Sunday, November 6, 2016
'Round the World
This flag looks backwards to me. I know that a flag can go either way, but this one looks backwards. That's the only quality that strikes me in this photo. It's backwards.
I haven't had great luck since going to NYC. I caught that terrible cold that won't go away. I had the spot cut off my shoulder, then put anti-fungal instead of anti-bacterial cream on it. Now it is read and swollen and looks infected. I crashed the Vespa and then a day later trying to kickstart it, I f'ed my knee up so badly I can't sleep at night. I'm a mess.
And then. . . they fuck with the time.
But just seconds before the race, I clicked onto this (link). It is live coverage of the single-handed 'round the world sailboat race. Nonstop. That's the key. I have been fascinated with this since the I read about the first one so long ago (link). Madness all around. I was especially taken with Bernard Moitessier's story (link). He sailed around the world but didn't stop and sailed on halfway around the world again until he reached the Pacific. I have the book he wrote about it. I read every book about men and women who sailed solo around the world that I could get my hands on. I had my own small sailboat then, and I solo sailed it every weekend. I took a course in seamanship and wanted to learn to navigate with a sextant. I was ready to upgrade to a bigger, more seaworthy boat, and almost bought this one (link). I had sailed several and had chosen one. I sat on the dock with the owner, money in hand, when I decided I would go to graduate school instead.
◇ ◇ ◇ ◇ ◇ ◇ ◇
Task instructions
**a.** In the blog post, what did the writer choose instead of buying the bigger sailboat?
**b.** Continue the blog post from its last sentence.
◇ ◇ ◇ ◇ ◇ ◇ ◇
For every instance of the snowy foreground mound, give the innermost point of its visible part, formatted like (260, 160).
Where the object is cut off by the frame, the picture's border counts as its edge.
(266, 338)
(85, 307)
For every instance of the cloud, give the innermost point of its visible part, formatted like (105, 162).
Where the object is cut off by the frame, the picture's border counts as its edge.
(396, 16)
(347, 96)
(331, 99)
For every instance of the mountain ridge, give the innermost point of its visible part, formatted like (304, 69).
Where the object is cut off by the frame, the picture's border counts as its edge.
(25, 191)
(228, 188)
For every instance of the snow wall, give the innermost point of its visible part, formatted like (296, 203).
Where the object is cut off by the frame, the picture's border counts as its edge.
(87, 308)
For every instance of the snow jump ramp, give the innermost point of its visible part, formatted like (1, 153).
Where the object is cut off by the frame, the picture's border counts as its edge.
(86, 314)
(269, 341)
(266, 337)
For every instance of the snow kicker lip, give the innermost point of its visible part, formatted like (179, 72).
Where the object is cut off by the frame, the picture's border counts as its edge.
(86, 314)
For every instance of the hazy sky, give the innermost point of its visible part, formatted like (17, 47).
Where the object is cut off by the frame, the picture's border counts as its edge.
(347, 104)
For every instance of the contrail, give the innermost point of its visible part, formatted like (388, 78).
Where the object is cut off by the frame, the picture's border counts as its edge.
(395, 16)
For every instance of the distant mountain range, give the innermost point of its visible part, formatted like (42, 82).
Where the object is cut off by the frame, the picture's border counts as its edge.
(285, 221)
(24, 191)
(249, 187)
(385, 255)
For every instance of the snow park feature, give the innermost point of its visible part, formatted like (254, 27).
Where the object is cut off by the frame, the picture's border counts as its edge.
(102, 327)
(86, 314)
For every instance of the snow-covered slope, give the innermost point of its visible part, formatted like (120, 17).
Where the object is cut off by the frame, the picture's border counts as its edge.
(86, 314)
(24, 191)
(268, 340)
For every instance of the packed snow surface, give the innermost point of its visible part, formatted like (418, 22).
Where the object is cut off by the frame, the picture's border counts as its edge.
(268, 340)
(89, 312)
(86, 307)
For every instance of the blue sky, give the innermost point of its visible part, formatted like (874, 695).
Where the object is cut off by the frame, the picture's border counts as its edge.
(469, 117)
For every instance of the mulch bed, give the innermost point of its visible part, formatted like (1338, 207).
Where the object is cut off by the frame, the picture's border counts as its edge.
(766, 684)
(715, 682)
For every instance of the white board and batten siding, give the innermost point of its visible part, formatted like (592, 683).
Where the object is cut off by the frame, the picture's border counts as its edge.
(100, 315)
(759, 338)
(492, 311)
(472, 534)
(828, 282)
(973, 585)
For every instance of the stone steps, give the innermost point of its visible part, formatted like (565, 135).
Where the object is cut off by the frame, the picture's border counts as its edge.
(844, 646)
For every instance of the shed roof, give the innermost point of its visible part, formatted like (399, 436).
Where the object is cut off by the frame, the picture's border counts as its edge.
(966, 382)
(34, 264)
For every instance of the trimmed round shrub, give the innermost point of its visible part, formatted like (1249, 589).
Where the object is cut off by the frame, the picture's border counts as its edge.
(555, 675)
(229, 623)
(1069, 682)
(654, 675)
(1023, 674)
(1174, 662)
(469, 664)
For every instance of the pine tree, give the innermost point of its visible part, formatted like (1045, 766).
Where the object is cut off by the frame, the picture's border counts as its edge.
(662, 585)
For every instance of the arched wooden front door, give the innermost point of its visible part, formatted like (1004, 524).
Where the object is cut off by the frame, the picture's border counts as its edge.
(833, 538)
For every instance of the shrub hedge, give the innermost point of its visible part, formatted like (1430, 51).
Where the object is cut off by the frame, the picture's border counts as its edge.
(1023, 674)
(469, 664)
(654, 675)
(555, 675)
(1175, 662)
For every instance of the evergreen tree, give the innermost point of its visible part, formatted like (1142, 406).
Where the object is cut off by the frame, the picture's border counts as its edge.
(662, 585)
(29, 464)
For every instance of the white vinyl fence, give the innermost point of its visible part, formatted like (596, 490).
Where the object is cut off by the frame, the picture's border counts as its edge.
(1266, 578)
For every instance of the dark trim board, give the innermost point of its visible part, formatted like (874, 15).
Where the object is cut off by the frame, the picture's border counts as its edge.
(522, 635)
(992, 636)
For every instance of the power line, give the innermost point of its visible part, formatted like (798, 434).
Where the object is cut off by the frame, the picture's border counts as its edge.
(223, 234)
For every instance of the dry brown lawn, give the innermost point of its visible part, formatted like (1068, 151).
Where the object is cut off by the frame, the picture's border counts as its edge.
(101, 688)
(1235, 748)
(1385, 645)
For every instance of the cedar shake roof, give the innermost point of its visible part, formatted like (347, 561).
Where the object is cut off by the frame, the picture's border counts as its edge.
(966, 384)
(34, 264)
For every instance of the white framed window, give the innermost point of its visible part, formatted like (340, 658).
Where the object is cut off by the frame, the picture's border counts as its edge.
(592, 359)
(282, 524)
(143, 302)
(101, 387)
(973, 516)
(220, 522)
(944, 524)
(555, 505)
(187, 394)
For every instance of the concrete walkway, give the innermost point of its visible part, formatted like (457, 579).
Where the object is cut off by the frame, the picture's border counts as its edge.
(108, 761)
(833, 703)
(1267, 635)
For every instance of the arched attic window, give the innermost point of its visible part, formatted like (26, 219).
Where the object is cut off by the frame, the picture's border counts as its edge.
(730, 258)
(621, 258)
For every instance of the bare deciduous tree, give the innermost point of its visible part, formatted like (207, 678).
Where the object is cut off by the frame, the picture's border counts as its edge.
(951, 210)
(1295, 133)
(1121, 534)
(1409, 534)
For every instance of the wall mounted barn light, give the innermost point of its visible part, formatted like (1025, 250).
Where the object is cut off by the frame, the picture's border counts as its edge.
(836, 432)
◇ ◇ ◇ ◇ ◇ ◇ ◇
Results
**a.** Going to graduate school.

**b.**
I have been watching the race this morning. I wish I could get it on my t.v. I would leave it on day and night. It will be easier for them than it was for the fellows in the 1968 race, but it won't be easy. They have better materials, better boats and better sails, and they have better ways of packaging food. They have satellite navigation and radios and computers, so they will not be as alone as those sailors were in the first race. It is very spooky to be completely out of touch with everyone when things start to go wrong. The demons you own begin to own you. The big temptation is just to lie down and let whatever is going to happen happen. I should speak for myself, I guess. That is what I struggle with. Others have their own problems.
I must go tend to my infirmities now. I need to patch myself together to face another day. The darkness will come quickly.